*** Records

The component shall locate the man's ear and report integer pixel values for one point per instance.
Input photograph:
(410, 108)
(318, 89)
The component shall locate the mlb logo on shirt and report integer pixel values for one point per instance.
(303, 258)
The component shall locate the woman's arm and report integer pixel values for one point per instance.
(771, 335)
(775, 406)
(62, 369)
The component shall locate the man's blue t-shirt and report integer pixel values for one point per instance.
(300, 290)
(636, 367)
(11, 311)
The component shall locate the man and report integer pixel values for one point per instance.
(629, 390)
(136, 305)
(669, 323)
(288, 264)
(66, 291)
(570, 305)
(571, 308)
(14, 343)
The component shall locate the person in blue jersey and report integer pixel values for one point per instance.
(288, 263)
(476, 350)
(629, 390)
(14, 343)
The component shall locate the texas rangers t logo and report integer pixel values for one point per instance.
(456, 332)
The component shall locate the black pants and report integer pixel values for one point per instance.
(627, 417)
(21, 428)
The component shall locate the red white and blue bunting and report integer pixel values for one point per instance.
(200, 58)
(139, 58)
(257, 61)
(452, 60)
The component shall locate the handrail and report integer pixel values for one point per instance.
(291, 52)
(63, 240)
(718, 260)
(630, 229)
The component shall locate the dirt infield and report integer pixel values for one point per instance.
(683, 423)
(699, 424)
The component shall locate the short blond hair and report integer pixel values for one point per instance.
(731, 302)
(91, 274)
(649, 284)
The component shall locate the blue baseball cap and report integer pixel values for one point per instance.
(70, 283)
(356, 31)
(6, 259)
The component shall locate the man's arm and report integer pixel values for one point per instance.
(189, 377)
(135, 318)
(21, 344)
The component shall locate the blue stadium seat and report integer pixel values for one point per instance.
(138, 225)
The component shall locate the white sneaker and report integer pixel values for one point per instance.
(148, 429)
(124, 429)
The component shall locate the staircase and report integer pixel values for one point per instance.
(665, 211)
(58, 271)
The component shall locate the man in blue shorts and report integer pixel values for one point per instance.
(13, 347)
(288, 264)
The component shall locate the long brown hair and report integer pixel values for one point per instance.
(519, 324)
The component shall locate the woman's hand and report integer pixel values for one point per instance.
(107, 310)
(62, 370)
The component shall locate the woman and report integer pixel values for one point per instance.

******

> _Task to complete_
The whole listing above should be output again exactly.

> _Written solution_
The component shall locate the man's ear and report integer pixel values for one point per instance.
Input photograph:
(410, 108)
(318, 89)
The component shall locate the mlb logo on shirt and report integer pixel values for one point per instance.
(303, 258)
The component shall locate the woman's arm and report integer pixel values for one point per instance.
(771, 335)
(775, 406)
(62, 369)
The component shall locate the man's blue t-shirt and report integer pixel values for one point per instance.
(300, 290)
(636, 367)
(11, 311)
The component shall locate the man and report integer pixel values for one point per instance.
(629, 390)
(136, 305)
(669, 323)
(288, 264)
(66, 291)
(570, 305)
(571, 308)
(14, 343)
The component shall locate the person in blue jersey and report integer pixel values for one point per instance.
(288, 263)
(476, 350)
(629, 390)
(14, 343)
The component shall locate the texas rangers t logo and report integer pixel values for one point per instance.
(456, 332)
The component shall locate the black pants and report integer pixel values for one point per instance.
(627, 417)
(21, 428)
The component shall locate the red white and blue bunting and report integer pixel values for one point per instance.
(200, 58)
(139, 58)
(257, 61)
(452, 60)
The component shall locate the handrail and report integer pixel values for one point per instance.
(291, 52)
(63, 240)
(718, 260)
(630, 229)
The component shall locate the dirt infield and report integer pixel values for one point per instance.
(683, 423)
(699, 424)
The component shall locate the short blond hair and report integer pixel values for one point per instance.
(731, 302)
(91, 274)
(649, 284)
The component shall locate the blue baseball cap and report integer pixel values for one point per instance.
(70, 283)
(356, 31)
(6, 259)
The component shall locate the man's arm and report integer pixel values for one point per instance.
(189, 377)
(135, 318)
(21, 344)
The component shall locate the blue stadium seat and report integer pixel values for one point per instance.
(138, 225)
The component shall locate the white sneaker and report integer pixel values for one point per instance.
(148, 429)
(124, 429)
The component shall locate the staircase and report integer pixel values for one point per instance.
(665, 211)
(58, 271)
The component shall locate the man in blue shorts and report integer pixel values for one point per instance.
(13, 347)
(288, 264)
The component shall locate the long brown hair and report integer pixel values for one point per instance.
(519, 324)
The component shall locate the woman's hand and report integer pixel values for one point per instance.
(107, 310)
(62, 370)
The component shall locate the woman and report integer pixel values for one point per instance.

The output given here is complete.